*Problem A*: Count the lines in the rows below that contain the string "desk", and reply with only that number.
____________________
Skip to main content
Prompt changes can regress quality in ways that are invisible without evaluation. A tweak that improves one flow can break another, or push cost per request over budget. CI/CD integration lets you run Adaline evaluations inside your existing pipeline — so every prompt deployment is validated against your dataset and evaluators before it reaches production.

How it works

Adaline’s deployment webhooks and evaluation API connect directly to your CI/CD platform. The flow:
  1. A prompt is deployed to a staging environment in Adaline
  2. Adaline fires a webhook to your CI platform (e.g. GitHub Actions, GitLab CI, Jenkins)
  3. Your pipeline calls the Adaline API to run evaluations against a dataset
  4. Evaluation scores are checked against thresholds you define
  5. If scores pass — the pipeline promotes the deployment or updates your app config. If scores fail — the pipeline blocks the release with a clear error
This gives you the same quality gate you have in the Adaline Dashboard, but fully automated and embedded in your development workflow.
____________________
*Problem B*: Edit the CI/CD page above from "How it works" to "GitLab CI, Jenkins)", changing "staging" to "testing".

*Collected data entries*:
____________________
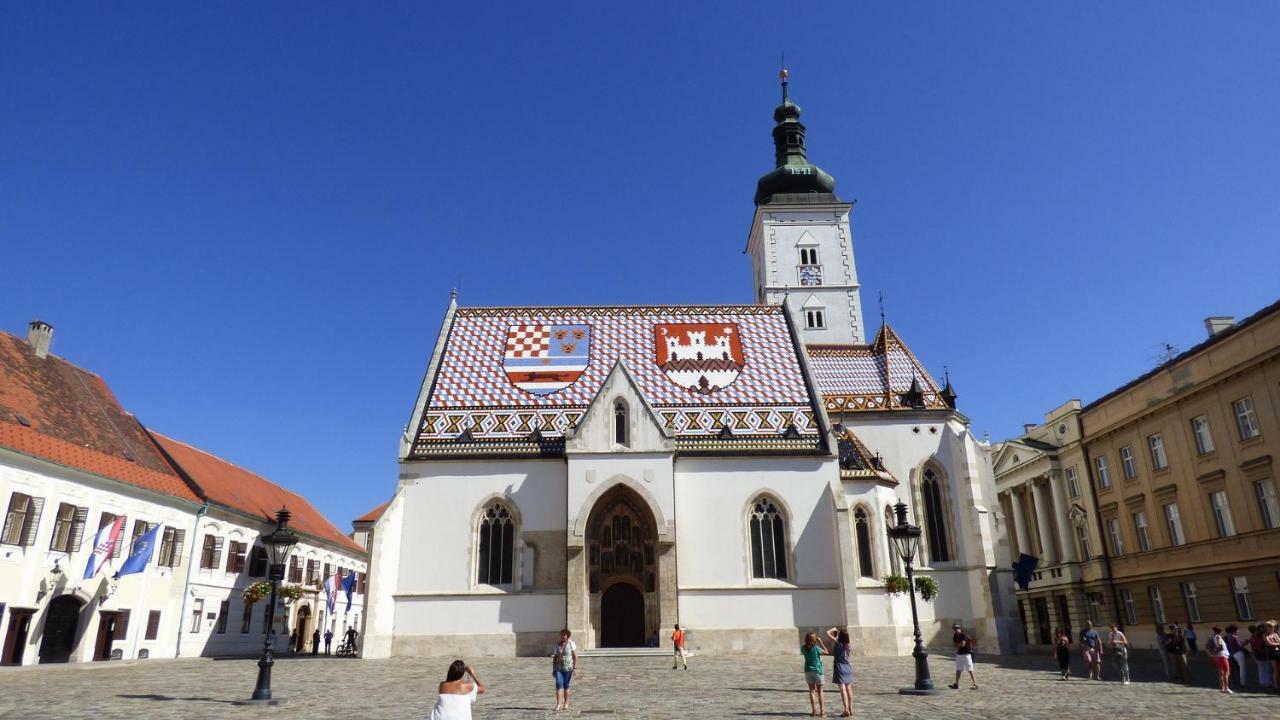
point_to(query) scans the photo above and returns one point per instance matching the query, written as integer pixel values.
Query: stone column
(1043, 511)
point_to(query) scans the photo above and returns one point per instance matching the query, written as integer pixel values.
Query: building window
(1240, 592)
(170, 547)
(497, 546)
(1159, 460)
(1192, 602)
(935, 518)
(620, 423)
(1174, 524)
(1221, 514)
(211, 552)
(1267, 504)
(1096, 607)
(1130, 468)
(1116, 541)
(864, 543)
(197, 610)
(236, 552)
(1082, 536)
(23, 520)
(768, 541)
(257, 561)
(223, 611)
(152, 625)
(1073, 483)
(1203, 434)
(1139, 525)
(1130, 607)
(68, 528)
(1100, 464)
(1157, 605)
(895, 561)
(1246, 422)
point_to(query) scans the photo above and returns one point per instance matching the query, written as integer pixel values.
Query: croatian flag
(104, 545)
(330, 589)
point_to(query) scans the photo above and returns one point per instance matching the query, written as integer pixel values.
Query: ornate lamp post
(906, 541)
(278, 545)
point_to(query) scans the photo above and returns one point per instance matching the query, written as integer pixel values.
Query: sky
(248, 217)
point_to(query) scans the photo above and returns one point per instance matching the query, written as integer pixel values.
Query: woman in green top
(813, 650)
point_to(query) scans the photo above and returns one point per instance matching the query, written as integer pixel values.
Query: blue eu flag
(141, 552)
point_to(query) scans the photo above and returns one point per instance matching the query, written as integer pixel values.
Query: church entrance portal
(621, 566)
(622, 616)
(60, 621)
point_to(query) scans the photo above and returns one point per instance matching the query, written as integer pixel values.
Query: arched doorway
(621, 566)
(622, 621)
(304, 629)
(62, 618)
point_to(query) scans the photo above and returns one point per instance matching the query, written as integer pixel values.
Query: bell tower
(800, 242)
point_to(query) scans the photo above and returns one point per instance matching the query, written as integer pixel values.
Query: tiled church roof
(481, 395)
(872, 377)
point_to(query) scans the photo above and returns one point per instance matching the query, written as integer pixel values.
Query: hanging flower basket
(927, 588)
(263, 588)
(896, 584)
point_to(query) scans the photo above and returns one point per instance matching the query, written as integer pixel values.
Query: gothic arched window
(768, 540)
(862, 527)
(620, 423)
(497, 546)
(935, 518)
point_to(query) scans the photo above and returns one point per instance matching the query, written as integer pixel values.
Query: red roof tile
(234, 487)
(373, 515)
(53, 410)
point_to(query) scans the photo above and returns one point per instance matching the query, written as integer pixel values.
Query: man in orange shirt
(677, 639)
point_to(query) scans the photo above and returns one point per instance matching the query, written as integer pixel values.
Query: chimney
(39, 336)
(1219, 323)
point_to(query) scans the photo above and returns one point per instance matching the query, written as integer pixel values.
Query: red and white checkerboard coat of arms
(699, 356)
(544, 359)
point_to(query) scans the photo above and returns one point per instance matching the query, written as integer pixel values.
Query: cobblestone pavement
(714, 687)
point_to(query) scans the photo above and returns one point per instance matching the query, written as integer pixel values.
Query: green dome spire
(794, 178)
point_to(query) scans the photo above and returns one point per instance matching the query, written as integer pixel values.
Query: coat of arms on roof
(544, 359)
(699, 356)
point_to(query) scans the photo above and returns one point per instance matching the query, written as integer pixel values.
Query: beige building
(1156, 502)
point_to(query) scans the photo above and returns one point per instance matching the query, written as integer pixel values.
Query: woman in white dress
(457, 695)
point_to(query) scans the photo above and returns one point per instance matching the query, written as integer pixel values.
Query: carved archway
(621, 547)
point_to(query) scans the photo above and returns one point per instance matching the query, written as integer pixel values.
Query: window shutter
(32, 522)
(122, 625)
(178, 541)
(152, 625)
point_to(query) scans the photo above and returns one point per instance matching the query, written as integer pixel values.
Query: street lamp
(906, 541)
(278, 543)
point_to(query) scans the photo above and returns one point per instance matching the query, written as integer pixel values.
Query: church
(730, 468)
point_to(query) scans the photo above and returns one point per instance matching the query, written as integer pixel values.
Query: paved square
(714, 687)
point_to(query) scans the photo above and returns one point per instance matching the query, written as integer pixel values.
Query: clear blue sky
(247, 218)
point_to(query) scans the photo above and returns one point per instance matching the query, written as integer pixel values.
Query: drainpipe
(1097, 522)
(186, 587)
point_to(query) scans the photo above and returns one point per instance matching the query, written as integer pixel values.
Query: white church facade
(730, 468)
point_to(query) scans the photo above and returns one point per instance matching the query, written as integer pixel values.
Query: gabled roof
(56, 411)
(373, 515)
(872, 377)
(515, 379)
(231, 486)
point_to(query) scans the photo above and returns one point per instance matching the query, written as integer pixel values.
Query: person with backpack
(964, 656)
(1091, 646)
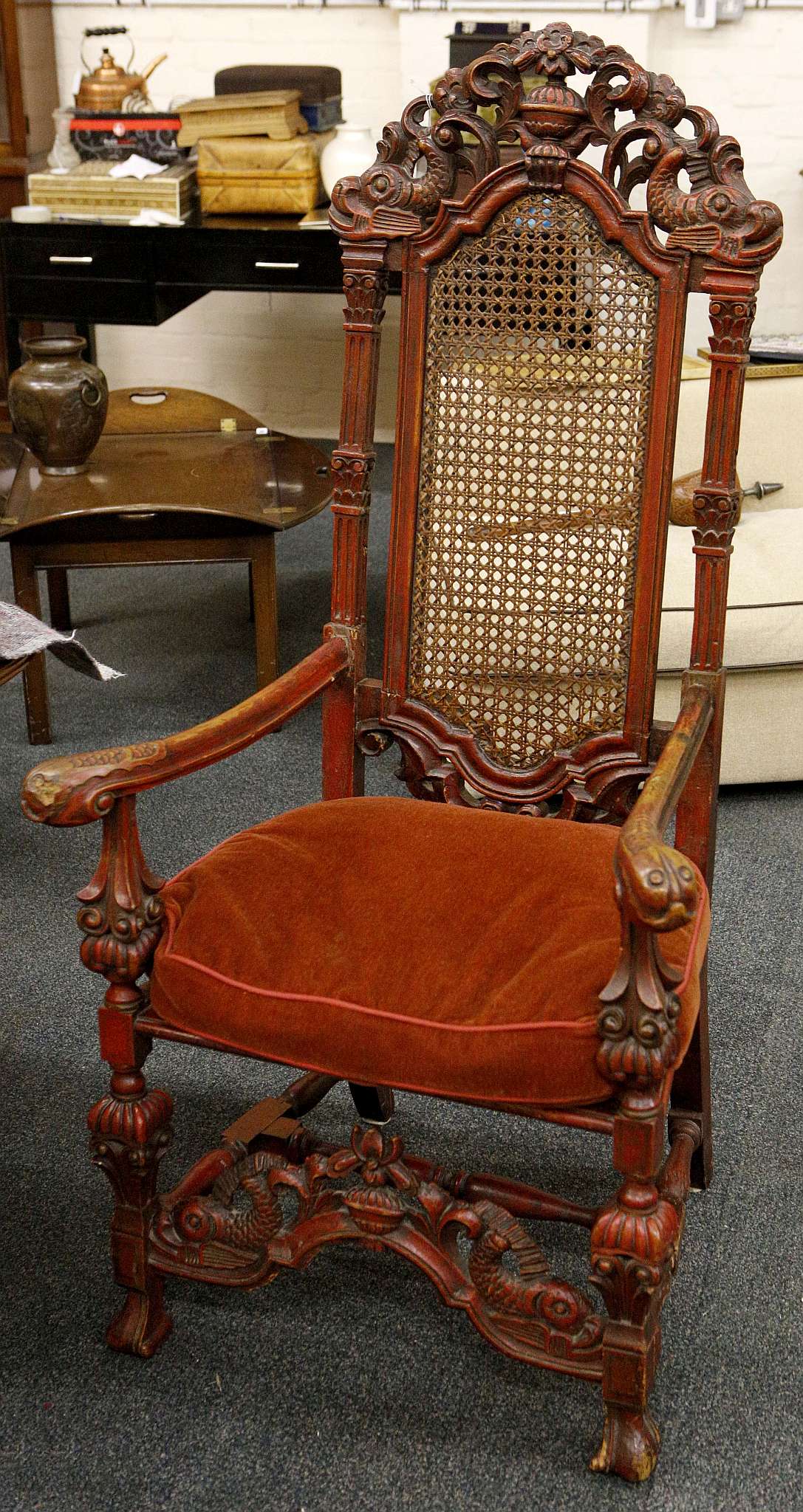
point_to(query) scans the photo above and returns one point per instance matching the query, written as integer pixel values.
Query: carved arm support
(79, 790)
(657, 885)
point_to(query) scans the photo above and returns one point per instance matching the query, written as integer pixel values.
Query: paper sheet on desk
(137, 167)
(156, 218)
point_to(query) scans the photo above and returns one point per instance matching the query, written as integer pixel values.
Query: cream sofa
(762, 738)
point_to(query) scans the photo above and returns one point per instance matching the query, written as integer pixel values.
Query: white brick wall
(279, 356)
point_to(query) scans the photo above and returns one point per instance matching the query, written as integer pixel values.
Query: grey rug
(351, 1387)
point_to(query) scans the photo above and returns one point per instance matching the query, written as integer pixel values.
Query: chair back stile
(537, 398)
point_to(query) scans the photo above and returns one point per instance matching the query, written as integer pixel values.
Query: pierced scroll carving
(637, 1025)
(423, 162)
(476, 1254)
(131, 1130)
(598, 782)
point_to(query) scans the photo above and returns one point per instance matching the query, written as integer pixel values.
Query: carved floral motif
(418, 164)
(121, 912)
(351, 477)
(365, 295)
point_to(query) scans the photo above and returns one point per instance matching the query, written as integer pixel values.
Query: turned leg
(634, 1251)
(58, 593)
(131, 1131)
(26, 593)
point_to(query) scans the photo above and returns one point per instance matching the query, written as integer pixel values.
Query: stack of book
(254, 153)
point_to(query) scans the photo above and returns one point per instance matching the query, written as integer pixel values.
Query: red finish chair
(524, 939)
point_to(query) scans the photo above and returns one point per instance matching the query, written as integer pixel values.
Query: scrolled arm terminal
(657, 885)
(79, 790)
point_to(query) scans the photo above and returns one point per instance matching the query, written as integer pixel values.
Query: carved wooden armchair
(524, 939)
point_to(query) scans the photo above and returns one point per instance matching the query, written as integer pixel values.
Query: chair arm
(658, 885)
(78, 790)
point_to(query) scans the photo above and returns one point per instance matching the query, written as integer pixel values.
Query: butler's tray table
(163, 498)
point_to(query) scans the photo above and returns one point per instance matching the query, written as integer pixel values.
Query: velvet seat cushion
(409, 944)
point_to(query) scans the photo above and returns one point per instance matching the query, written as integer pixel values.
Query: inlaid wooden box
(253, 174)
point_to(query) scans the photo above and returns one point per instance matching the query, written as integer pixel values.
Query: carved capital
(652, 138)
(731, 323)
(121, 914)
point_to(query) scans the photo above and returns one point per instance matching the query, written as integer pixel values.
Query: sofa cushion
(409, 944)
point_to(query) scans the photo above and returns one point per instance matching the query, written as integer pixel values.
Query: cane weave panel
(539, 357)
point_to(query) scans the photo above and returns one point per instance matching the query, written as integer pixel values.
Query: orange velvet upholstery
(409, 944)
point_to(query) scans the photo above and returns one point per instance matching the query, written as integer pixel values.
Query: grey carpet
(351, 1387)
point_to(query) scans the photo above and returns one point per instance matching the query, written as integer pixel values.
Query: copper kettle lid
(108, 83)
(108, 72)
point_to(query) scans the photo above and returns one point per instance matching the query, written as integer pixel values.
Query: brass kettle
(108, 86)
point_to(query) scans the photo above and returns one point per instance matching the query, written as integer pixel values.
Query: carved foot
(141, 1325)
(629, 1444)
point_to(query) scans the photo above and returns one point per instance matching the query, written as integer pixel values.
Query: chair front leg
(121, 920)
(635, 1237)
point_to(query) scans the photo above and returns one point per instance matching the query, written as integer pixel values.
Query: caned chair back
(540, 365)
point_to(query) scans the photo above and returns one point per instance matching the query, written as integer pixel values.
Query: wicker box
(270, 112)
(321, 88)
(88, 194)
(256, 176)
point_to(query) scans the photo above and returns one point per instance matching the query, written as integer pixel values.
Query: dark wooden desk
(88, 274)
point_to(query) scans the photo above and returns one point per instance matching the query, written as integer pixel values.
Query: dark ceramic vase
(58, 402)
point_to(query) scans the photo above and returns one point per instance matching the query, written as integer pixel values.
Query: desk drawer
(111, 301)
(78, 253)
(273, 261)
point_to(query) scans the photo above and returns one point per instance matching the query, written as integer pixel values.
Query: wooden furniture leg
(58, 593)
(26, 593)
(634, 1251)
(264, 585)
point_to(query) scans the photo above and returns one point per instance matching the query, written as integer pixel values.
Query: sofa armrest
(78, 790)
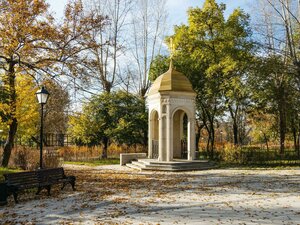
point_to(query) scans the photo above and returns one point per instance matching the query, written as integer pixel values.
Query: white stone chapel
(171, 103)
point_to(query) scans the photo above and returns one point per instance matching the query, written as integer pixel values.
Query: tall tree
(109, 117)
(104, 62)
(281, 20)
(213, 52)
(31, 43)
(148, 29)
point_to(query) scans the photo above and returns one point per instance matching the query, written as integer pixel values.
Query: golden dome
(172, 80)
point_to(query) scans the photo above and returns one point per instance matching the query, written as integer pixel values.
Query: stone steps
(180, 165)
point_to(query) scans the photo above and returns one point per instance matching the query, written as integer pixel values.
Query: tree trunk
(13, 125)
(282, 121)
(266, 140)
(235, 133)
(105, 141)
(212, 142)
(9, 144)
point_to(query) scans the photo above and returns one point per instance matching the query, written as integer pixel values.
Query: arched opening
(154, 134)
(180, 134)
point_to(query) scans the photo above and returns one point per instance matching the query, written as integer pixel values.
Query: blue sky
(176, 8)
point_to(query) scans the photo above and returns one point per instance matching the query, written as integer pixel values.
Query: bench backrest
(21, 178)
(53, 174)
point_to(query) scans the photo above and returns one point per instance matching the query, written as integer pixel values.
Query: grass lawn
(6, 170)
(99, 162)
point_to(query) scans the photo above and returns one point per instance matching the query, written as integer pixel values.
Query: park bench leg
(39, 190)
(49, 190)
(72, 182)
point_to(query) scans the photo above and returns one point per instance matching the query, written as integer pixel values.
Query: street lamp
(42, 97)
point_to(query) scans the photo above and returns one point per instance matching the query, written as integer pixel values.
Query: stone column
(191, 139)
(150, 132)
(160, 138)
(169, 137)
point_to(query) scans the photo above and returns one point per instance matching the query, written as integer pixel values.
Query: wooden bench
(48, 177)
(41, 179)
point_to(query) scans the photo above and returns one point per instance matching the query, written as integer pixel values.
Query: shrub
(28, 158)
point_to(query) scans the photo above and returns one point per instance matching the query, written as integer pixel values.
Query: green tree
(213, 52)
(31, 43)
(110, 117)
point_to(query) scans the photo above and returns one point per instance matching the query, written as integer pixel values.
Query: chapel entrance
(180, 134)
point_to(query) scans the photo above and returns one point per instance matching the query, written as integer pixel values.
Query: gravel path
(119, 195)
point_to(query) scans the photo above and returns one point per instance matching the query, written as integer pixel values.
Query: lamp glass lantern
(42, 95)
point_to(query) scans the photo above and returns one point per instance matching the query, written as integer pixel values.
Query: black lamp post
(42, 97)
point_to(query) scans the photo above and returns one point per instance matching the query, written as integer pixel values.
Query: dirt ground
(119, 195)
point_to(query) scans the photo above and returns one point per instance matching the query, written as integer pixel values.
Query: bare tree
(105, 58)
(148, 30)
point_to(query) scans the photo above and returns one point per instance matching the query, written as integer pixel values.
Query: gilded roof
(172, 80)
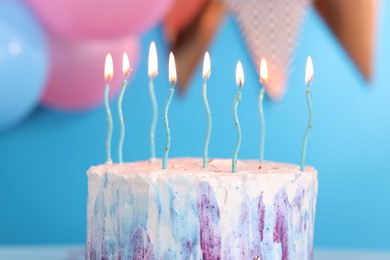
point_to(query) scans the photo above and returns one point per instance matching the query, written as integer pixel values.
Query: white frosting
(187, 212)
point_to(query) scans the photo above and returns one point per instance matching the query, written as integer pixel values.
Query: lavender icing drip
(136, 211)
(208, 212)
____________________
*Final answer A*: 3

*Final answer B*:
How it works

Adaline’s deployment webhooks and evaluation API connect directly to your CI/CD platform. The flow:
  1. A prompt is deployed to a testing environment in Adaline
  2. Adaline fires a webhook to your CI platform (e.g. GitHub Actions, GitLab CI, Jenkins)